# Provided text
----

The fixed point where we have the equilibrium can be written as $z_H^* = \mathcal{F}(z_H^*, \tilde{x}, \theta)$

$J_{\mathcal{F}} = \frac{\partial \mathcal{F}}{\partial z_H}$ is the Jacobian matrix of $\mathcal{F}$ with respect to $z_H$.

If the matrix $I - J_\mathcal{F}$ is invertible at $z_H^*$ and $\mathcal{F}$ is continuous and differentiable, the implicit function theorem then allows for the computation of the exact gradient at that point without explicit backpropagation:

$$\frac{\partial z_H^*}{\partial \theta} = (I - J_\mathcal{F})^{-1} \frac{\partial \mathcal{F}}{\partial \theta} \vert_{z_H^*}$$

Computing the inverse of $I - J_\mathcal{F}$ is computationally expensive, so we can take the Neumann series expansion of the inverse:

$$(I - J_\mathcal{F})^{-1} = I + \sum_{k=0}^\infty (J_\mathcal{F})^k$$

and approximate the first term at $k = 1$, which leads us to an approximation of the gradients at $z_H^*$.

Deep Supervision

Given a data sample $(x, y)$, you run multiple forward passes of the HRM models, where $M$ is the total number of forward passes, and $m_i$ is the $i$th forward pass.

For each segment $m_i \in \{1, \ldots, M\}$, you compute similar to gradient descent as:

$$z^m, \hat{y}^m = \text{HRM}(z^{m-1}, x; \theta) \\[2mm] L^m \leftarrow \text{Loss}(\hat{y}^m, y) \\[2mm] \theta \leftarrow \theta - \eta \nabla_\theta L^m$$

with the caveat that $z^m$ is not involved in the computation of gradients, as we're approximating the gradient with a single timestep and would not need $z^m$ to compute the gradient.

Adaptive Computational Time

They incorporate a halting strategy into the HRM via $Q$-learning, enabling the HRM to dynamically select the number of segments $M$ based on the complexity of the task.

The $Q$-head uses the final state of $f_H(\cdot)$ to predict the Q-values, $\hat{Q}^m_{\text{halt}}, \hat{Q}^m_{\text{continue}} = \hat{Q}^m$, as:

$$\hat{Q}^m = \sigma(\theta_{Q}^\top z_H^{mNT})$$

where $\sigma$ is the sigmoid gate to derive the Q-values for halting and continuing.

Let:

• $M_{\text{max}}$ be the maximum number of segments
• $M_{\text{min}}$ be the minimum number of segments, where $M_{\text{min}} \geq 2$, sampled probabilistically in a uniform manner with probability $\epsilon$ from the set $\{2, \ldots, M_{\text{max}}\}$ and with probability $1 - \epsilon$ that it is $1$.

The criteria for halting is given by:

• When the segment count surpasses the maximum threshold
• When the halt value exceeds the continue value
• The segment count has reached the minimum threshold $M_{\text{min}}$

The Q-head is trained through Q-learning, defined by a Markov decision process with a $S$-state space, $A$-action space, and a reward function $R(s, a)$, where $s^m = \{z^0, \ldots, z^{MNT}\}$ is the state, $a^m \in \{\text{halt}, \text{continue}\}$ is the action, and $R(s^m, a^m)$ is the reward.

Once the Q-head halts, it returns a prediction and a corresponding binary reward for its prediction. Continuing returns a reward of $0$.

----

Records from a data collection
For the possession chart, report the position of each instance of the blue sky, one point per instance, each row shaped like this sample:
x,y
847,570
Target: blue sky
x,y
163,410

----

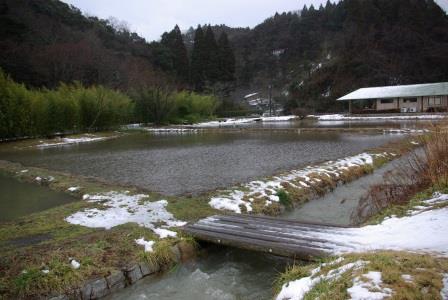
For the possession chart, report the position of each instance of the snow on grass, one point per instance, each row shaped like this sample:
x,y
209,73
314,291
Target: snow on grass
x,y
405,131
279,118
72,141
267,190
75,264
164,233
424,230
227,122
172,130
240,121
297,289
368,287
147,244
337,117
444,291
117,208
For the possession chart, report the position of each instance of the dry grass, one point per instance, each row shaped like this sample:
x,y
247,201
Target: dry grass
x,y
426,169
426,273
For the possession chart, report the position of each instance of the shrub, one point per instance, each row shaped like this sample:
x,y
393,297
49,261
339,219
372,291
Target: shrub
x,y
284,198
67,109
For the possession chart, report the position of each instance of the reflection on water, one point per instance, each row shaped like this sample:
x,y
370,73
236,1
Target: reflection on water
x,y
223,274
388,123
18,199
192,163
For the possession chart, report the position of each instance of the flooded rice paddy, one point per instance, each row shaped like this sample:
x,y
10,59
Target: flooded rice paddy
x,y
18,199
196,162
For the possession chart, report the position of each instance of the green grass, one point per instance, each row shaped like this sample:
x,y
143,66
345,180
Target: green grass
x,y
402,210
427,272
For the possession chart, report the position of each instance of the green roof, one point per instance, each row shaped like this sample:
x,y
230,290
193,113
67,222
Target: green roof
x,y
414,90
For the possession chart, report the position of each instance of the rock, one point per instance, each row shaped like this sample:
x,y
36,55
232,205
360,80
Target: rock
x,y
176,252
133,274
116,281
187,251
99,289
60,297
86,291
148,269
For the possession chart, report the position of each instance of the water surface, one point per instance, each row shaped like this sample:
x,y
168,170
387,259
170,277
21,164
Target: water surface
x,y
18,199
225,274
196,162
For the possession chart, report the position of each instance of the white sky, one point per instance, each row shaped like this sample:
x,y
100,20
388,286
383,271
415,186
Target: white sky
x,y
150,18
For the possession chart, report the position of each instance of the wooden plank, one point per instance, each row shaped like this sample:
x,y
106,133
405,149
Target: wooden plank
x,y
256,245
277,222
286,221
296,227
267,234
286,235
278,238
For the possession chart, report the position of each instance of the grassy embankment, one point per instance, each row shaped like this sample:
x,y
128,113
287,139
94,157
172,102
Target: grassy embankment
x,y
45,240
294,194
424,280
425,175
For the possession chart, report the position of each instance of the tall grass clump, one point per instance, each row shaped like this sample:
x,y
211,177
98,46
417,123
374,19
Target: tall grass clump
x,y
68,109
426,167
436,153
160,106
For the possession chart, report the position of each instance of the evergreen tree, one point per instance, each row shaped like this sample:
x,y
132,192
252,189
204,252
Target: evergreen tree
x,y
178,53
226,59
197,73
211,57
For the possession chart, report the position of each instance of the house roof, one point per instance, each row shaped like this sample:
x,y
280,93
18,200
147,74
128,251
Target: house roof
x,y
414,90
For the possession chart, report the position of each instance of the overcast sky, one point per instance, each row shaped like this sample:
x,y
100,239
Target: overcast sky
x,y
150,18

----

# Task to carry out
Answer these questions about the HRM text:
(a) Which computation does the text call computationally expensive?
(b) Through what method is the halting strategy built into the HRM?
(c) What reward does continuing return?

# Exercise answer
(a) Computing the inverse of $I - J_\mathcal{F}$.
(b) $Q$-learning.
(c) A reward of $0$.